• Extracted entries:

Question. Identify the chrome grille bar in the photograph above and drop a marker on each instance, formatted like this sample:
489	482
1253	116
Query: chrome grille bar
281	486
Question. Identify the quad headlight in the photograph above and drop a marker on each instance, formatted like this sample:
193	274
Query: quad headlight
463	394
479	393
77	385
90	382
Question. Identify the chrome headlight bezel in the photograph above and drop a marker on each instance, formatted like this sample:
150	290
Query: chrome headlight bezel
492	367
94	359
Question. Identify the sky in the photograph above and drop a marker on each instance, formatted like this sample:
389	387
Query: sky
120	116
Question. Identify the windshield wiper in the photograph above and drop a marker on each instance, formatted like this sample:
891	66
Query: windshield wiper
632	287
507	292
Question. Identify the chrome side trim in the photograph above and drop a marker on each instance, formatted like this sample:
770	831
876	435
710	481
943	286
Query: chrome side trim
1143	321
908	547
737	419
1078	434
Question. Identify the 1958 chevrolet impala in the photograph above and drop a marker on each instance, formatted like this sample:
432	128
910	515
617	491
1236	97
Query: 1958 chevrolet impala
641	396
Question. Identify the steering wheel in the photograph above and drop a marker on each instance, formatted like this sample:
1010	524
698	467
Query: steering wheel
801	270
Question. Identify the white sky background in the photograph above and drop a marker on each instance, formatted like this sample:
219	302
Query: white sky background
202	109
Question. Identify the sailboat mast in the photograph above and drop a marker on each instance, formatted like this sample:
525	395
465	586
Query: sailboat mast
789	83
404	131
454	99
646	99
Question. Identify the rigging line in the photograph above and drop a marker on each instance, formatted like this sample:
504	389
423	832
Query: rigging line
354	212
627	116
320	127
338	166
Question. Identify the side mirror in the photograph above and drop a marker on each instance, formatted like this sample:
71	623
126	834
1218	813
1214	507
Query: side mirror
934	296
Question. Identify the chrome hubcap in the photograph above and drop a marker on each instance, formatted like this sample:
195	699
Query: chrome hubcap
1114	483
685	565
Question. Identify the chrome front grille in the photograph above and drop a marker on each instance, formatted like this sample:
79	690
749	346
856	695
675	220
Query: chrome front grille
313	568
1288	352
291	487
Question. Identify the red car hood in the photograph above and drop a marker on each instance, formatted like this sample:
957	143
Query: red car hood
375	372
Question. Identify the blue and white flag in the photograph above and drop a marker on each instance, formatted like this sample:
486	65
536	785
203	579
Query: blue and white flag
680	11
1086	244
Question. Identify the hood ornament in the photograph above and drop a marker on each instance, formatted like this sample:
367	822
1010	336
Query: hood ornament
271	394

• Task directions:
Take the line that contains "Query: blue and white flag" and every line after it through the end of the listing above, and repeat them exactly.

• Problem solution:
Query: blue and white flag
680	11
1086	244
Question. Identify the hood ornament in the photograph above and drop a marker on each instance, formatted like this sample:
367	822
1010	336
Query: hood ornament
271	394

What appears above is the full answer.